▶ TEXT BLOCK:

========================================

Off-Campus Learning or flexible delivery

Off-Campus students should treat the Unit Book (consisting of 12 modules) as their primary source for self-directed study. The modules contain text which is directed to leading you through the learning for each week. Also refer to the Unit Study Plan on the unit web page for further detail.

Online Discussion Forums are provided for the primary purpose of enabling off-campus students as well as on-campus students to engage with each other and the lecturer in Australia. The lecturer will expect all students to read these forums at least twice per week. In the forums, you may ask questions about the topics or exercises of each module, or to clarify interpretation of assignment tasks and marking criteria.

Unit Schedule

Week Date* Topic Key dates
1 01/03/10 The Need for Data Mining  
2 08/03/10 Model Building  
3 15/03/10 Model Representation  
4 22/03/10 Data Mining Process  
5 29/03/10 Performance Evaluation  
Mid semester break
6 12/04/10 Engineering the input and output  
7 19/04/10 Algorithms  
8 26/04/10 Implememtation Issues  
9 03/05/10 Market basket analysis  
10 10/05/10 Cluster Analysis & Anomaly Detection  
11 17/05/10 Case Studies  
12 24/05/10 Data Mining Applications & Research Issues (additional reading)  
13 31/05/10 N.A.  

*Please note that these dates may only apply to Australian campuses of Monash University. Off-shore students need to check the dates with their unit leader.

Improvements to this unit

A topic on "cluster analysis and anomaly detection" and additional reading on application have been added in 2008 to broaden students' knowledge in this area.

Unit Resources

Prescribed text(s) and readings

Witten, I.H. & Frank, E. Data Mining: Practical Machine Learning Tools and Techniques, Morgan Kaufmann Publishers, second edition, 2005. ISBN: 0-12-088407-0


Text books are available from the Monash University Book Shops. Availability from other suppliers cannot be assured. The Bookshop orders texts in specifically for this unit. You are advised to purchase your text book early.

========================================

▶ INFORMATION PROVIDED:

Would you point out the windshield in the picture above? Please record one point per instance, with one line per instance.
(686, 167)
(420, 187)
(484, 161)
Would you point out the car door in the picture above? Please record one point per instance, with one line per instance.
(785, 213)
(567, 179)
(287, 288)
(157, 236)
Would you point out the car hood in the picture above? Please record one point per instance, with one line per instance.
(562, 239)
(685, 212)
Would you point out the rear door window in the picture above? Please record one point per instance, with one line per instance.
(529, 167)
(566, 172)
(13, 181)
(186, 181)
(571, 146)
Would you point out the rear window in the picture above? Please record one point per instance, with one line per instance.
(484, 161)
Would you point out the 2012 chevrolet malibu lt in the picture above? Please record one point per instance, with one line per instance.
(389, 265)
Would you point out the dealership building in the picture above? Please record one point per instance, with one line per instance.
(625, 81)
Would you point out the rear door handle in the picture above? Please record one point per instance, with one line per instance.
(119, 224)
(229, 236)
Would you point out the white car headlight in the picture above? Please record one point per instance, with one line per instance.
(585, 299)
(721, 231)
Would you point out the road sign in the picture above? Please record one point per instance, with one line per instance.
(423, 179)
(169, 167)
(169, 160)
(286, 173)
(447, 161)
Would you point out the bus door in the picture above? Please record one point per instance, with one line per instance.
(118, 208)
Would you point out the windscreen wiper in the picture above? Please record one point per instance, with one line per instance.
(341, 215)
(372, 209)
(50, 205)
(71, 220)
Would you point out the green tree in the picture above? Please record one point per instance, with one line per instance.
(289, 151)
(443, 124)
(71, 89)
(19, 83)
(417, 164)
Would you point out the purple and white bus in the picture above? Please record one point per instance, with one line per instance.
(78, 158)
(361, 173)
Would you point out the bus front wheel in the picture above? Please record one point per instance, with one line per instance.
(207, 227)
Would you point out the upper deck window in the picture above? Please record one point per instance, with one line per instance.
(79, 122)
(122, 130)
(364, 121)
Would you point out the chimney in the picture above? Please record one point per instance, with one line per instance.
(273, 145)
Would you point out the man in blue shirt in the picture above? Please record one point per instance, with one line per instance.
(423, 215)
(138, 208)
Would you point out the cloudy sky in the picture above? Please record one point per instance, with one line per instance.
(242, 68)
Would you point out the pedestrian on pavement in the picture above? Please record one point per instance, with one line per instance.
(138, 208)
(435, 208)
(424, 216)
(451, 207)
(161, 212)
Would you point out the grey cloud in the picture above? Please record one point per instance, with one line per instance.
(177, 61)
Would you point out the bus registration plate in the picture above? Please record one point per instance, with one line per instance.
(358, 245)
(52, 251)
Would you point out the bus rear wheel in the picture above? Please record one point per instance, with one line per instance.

========================================

▶ WHAT YOU NEED TO DO:
a) In the data mining unit guide, list the topics scheduled for weeks 1 through 5.
b) According to the data mining unit guide, how many modules make up the Unit Book?
c) Carry on with the data mining unit guide, starting right after its final sentence.

▶ IN RESPONSE:
a) The Need for Data Mining; Model Building; Model Representation; Data Mining Process; Performance Evaluation

b) 12 modules.

c)
Recommended text(s) and readings

1. Kennedy, R.L., Lee, Y. Roy, B.V., Reed, C.D. & Lippman, R.P., Solving Data Mining Problems through Pattern Recognition, Prentice Hall, 1998.

2. Cabena, P., Hadjinian, P., Stadler, R., Verhees, J. & Zanasi, A., Discovering Data Mining: from concept to implementation, Prentice Hall, 1997.

3. Berry, J.A.M. & Linoff, G. Data Mining Techniques for Marketing, Sales, and Customer Support, John Wiley & Sons, 1997.

4. Tan, P-N, Steinbach, M. & Kumar, V. Introduction to Data Mining, Addison Wesley, 2006.

5. Han, J. & Kamber, M. Data Mining: Concepts and Techniques, Morgan Kaufmann, Second Edition, 2006.

6. Dunham, M.H., Data Mining: Introductory and Advance Topics, Pearson Education, 2003.

7. Groth, R., Data Mining: Building competitive advantage, Prentice Hall, 2000.

8. Berson,. A., Smith, S. & Thearling, K., Building Data Mining Applications for CRM, McGraw Hill. 2000.

9. Berry, J.A.M. & Linoff, G. Mastering Data Mining: The Art and Science of Customer Relationship Management, John Wiley & Sons, 2000.

10. Mena, J. Data Mining Your Website. Digital Press, 1999.

11. Westphal, C. & Blaxton, T. Data Mining Solutions, John Wiley & Sons, 1998.

12. Quinlan, J.R. C4.5: Program for Machine Learning, Morgan Kaufmann, 1993.

13. Fayyad, U.M., Piatetsky-Shapiro, G., Smyth, P. & Uthurusamy, R. Advances in Knowledge Discovery and Data Mining, AAAI Press/MIT Press, 1996.

Required software and/or hardware

1. Software Title: WEKA, version 3.6

2. Magnum OPUS version 4

Both are freeware and they are made available in the GSIT CD-ROM or retrievable from the websites stated in the relevant unit home page.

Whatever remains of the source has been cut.